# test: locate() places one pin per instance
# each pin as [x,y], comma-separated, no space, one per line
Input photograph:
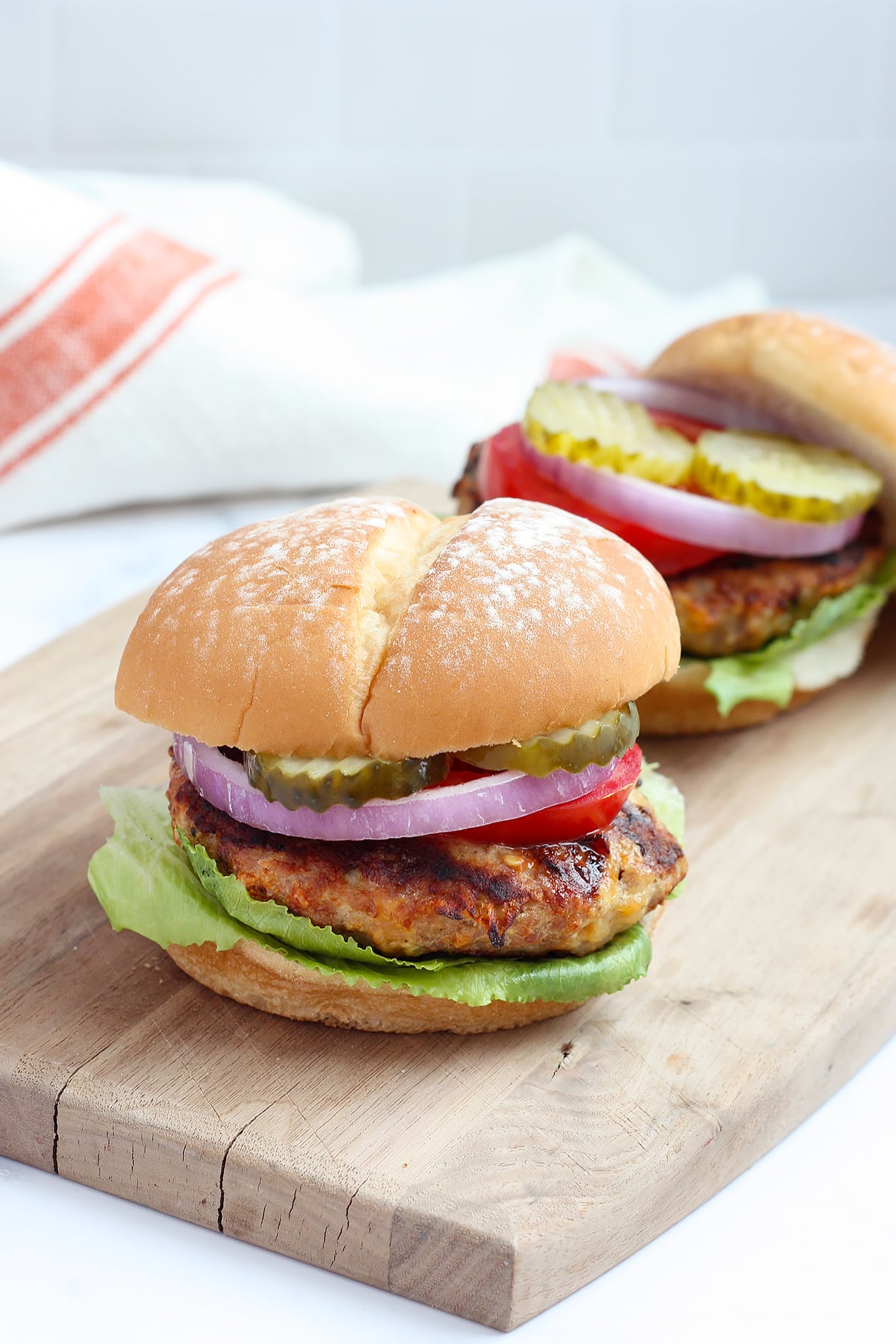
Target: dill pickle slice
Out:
[575,421]
[785,479]
[320,783]
[595,742]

....

Reproduce the listing above with every instance of "pin" replaced by "marker" and all other text unchanged. Omit the pictures from your answer.

# test: locate() places one marker per instance
# each marker as [x,y], comma-separated, no space, one per line
Input photograph:
Target: dill pickle slice
Out:
[575,421]
[785,479]
[320,783]
[595,742]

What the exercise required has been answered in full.